- **Problem**
Pick out every line in the entries below that contains the word "pole" and copy each of those lines in full. Case counts when matching.

- **Extracted data**
>>>

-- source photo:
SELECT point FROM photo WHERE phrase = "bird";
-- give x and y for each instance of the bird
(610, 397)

<<<
>>>

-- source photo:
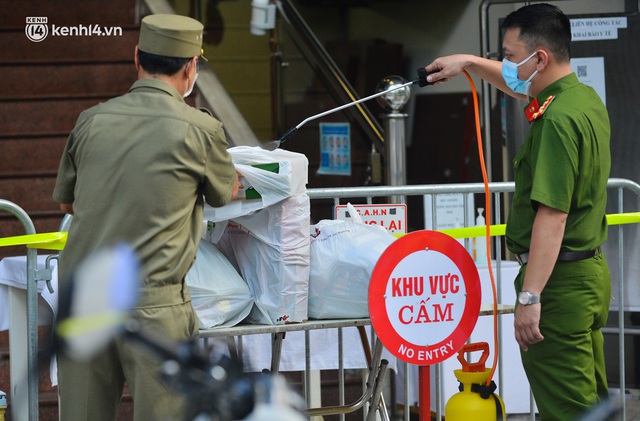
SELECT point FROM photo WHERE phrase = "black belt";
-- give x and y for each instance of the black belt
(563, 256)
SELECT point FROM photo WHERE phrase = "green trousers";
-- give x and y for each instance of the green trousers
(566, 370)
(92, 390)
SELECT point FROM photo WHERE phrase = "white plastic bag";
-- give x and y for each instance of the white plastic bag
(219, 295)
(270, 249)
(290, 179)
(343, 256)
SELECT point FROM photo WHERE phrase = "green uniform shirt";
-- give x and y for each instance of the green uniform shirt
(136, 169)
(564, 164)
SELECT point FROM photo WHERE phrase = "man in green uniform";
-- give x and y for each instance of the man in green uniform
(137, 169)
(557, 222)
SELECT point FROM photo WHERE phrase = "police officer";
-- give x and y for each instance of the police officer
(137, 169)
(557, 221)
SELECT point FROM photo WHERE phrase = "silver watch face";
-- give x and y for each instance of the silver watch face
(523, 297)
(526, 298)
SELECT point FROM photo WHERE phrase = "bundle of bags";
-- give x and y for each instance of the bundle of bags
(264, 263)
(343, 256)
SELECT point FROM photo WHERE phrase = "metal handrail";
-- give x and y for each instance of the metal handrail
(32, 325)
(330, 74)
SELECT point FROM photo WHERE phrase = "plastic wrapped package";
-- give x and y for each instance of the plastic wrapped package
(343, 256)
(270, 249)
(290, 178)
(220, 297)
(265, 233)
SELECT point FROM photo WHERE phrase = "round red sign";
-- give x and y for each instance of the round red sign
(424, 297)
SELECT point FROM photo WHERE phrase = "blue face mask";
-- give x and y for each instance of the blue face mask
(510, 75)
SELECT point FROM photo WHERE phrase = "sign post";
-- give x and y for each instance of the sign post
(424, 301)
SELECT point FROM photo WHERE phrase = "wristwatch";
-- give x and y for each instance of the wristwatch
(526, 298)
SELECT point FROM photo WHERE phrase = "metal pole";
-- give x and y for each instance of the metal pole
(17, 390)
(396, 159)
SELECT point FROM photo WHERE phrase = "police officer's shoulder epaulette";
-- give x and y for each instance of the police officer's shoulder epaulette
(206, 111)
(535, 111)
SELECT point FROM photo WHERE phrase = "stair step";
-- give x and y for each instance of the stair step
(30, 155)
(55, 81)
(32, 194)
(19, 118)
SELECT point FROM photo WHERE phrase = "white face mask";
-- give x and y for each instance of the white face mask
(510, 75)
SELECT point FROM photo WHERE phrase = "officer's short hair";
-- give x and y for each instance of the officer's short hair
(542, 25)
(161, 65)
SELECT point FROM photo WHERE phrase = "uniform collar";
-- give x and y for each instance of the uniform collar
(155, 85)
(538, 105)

<<<

- **Task output**
SELECT point FROM photo WHERE phrase = "metal pole";
-- give x and y for each instance of the metal pole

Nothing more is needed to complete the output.